Supplied material
◇ ◇ ◇ ◇ ◇ ◇ ◇
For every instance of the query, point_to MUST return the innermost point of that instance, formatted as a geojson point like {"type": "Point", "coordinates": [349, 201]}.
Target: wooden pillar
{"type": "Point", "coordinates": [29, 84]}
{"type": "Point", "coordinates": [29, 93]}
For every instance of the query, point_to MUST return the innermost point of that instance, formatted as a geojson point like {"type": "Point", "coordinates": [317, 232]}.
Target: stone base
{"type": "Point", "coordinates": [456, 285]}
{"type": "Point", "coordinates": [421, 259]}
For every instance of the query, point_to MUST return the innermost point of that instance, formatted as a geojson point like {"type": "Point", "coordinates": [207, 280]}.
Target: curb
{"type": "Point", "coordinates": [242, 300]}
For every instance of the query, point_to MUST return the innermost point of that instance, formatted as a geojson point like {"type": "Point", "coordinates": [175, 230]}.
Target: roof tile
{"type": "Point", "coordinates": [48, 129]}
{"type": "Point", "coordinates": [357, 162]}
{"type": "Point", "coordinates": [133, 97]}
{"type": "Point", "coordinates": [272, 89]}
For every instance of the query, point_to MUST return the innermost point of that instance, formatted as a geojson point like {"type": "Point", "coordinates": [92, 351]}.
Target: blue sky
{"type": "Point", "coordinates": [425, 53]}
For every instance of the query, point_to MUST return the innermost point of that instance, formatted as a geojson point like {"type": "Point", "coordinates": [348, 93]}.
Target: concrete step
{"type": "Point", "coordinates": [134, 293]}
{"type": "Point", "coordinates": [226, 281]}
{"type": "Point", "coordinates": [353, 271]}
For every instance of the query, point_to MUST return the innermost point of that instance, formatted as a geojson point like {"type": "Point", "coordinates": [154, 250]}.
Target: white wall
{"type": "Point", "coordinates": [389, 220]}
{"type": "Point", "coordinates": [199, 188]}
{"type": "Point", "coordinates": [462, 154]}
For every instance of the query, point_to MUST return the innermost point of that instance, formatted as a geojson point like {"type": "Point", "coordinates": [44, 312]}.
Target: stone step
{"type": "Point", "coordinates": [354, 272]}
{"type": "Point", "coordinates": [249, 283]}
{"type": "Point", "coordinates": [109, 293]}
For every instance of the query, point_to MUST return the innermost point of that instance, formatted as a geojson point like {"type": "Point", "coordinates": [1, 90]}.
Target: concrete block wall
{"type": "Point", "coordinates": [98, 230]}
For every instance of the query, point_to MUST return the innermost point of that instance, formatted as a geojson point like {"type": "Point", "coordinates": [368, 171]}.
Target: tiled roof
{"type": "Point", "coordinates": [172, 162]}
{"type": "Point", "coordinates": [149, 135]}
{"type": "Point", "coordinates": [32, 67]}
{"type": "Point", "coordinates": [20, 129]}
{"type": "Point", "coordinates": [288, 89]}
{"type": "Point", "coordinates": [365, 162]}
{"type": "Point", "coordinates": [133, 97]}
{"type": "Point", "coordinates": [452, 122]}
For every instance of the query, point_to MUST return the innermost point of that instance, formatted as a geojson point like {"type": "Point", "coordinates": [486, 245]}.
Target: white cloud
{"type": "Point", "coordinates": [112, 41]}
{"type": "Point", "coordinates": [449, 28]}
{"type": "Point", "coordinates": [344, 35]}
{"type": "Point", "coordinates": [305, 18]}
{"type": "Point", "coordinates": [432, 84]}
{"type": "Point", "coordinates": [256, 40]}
◇ ◇ ◇ ◇ ◇ ◇ ◇
Problem statement
Pick out every line above that contains the word "step" and copy each one in full.

Solution for this problem
Target: concrete step
Target: stone step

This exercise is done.